◆ **Trecho do texto**
>>>>

Um homem honrado
A vida de relação proporciona alegrias, decepções, surpresas. Cada um vai pelos anos somando créditos, conjugando sentimentos e assim elaborando listas de admiração e fidelidade. Há afetos passageiros. Há, todavia, amizades que se enraízam, pessoas que passam a compor o quadro irredutível da lealdade e confiança. Há pouco andei pela cidade cumprindo compromissos. Imaginava separar um espaço para o cafezinho da padaria. E abraçar Pedro Caggiano Filho.
Ao ser surpreendido com a notícia de sua morte, as lembranças atropelam e fluem em desordem. Quantos anos de convivência? Sessenta, setenta anos de estima? Recordo as noites no Clube Comercial em que muitos, como Caggiano e Domingão, ficavam próximos ao rádio para escutar os tangos transmitidos pelas emissoras argentinas.
Quando comecei o magistério e certa manhã voltava para casa, José Avancini convidou para saborear um trago no bar do Hotel Brasil, local estilo inglês, atendido pelo Jerônimo. Num dos recantos a mesa onde estavam Caggiano, Ely Goulart, Walter Médici, Héctor Salomoni, às vezes os uruguaios Maldini e Aviotti, e onde reinava, soberano, o parente Chico Beltrand. Ali aportavam, às vezes, caixeiros-viajantes, amigos e até artistas.
Desnecessário sublinhar que fiquei cativo ao hábito dos sábados (outros dias também...) e sou testemunha de momentos antológicos ali passados. Quando o estabelecimento fechou, mudou-se para o Hotel Charrua, época em que apareceu o “Conde” Latorraca, Emílio e outros “vendedores de papéis”, o que era moda. Finalmente, um bom período seguiu no City Hotel, engordada a turma por noviços e veteranos no copismo. Tal fase muito solidificou a amizade com Pedro Caggiano, acrescida a convivência no Leonismo, com Miguel Gularte (amigo de adolescência dele, junto com Bideco Ramos), depois Osvaldo Borba, Luis Bender, Jamil Karam, Domingos Gomes, Dalé e tantos outros. Essa foi uma fase áurea de convívio, junto com as esposas e filhos, frequência contínua, aniversários, blocos de carnaval, congressos, as reuniões sempre festivas nas casas de um ou outro, a prática sadia do companheirismo e da solidariedade.

<<<<

◆ **Material fornecido**
>>>>

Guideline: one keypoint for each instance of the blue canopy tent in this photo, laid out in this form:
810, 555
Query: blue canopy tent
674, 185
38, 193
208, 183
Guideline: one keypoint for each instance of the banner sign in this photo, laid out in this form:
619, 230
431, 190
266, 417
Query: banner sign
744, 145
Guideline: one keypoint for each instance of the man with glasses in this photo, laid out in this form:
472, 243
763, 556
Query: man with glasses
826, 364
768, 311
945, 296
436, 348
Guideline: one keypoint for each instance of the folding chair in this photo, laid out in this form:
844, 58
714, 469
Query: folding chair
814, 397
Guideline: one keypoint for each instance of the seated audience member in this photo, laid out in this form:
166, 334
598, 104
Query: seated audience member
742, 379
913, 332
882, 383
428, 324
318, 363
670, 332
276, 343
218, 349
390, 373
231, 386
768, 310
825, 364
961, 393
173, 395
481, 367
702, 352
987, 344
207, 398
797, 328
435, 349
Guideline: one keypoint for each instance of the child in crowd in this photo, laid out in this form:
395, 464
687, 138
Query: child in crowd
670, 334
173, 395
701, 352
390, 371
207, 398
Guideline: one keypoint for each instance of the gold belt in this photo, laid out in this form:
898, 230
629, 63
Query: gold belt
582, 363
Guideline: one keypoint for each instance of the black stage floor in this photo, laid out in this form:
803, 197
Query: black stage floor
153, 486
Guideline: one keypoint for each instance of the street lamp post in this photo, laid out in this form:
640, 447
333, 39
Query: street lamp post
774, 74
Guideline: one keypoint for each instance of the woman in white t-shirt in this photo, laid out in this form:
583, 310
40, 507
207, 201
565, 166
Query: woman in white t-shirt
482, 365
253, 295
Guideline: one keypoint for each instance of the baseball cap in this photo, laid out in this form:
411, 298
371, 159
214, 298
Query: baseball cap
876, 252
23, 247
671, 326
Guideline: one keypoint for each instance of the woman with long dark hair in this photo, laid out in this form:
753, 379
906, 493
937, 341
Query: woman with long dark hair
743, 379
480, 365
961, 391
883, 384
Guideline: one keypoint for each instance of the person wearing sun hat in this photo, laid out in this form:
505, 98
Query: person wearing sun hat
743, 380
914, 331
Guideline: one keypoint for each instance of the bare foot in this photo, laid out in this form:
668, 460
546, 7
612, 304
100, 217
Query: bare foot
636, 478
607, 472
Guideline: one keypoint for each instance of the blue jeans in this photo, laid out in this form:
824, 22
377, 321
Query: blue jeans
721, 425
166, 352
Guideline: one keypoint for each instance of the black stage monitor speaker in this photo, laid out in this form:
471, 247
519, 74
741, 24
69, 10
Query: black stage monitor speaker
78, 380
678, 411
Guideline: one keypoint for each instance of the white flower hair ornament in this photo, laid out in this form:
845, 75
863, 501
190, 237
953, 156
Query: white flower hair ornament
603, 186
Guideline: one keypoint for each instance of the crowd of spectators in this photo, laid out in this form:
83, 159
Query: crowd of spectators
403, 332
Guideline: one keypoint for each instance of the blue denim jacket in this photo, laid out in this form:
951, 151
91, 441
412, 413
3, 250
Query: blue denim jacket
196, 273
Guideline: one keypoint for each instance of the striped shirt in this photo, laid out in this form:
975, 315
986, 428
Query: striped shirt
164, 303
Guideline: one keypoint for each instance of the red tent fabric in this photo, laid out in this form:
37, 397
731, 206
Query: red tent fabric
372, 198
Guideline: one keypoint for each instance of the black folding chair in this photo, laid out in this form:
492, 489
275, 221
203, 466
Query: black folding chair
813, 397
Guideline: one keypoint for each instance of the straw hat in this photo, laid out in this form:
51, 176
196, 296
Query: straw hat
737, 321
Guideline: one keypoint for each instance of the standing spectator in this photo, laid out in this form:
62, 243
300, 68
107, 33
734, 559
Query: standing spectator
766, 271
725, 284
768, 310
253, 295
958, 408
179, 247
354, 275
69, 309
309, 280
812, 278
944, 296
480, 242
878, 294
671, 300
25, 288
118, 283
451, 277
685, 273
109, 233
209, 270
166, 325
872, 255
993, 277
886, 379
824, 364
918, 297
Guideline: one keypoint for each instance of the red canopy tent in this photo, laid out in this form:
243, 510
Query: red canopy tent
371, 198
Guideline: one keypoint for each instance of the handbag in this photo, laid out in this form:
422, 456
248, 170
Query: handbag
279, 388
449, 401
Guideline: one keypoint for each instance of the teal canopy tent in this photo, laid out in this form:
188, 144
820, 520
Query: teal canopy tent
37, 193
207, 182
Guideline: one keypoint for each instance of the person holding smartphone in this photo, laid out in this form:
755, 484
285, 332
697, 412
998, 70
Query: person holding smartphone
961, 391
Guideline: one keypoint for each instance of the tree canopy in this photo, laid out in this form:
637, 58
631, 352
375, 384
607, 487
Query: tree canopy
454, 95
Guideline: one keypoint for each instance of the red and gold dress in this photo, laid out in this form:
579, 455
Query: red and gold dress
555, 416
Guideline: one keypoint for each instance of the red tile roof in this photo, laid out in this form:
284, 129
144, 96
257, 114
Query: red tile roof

<<<<

Cite o trecho do texto sobre Pedro Caggiano Filho começando em "Um homem honrado" e seguindo até "Pedro Caggiano Filho.", sem mudar nada.

◆ **Resultado do exercício**
Um homem honrado
A vida de relação proporciona alegrias, decepções, surpresas. Cada um vai pelos anos somando créditos, conjugando sentimentos e assim elaborando listas de admiração e fidelidade. Há afetos passageiros. Há, todavia, amizades que se enraízam, pessoas que passam a compor o quadro irredutível da lealdade e confiança. Há pouco andei pela cidade cumprindo compromissos. Imaginava separar um espaço para o cafezinho da padaria. E abraçar Pedro Caggiano Filho.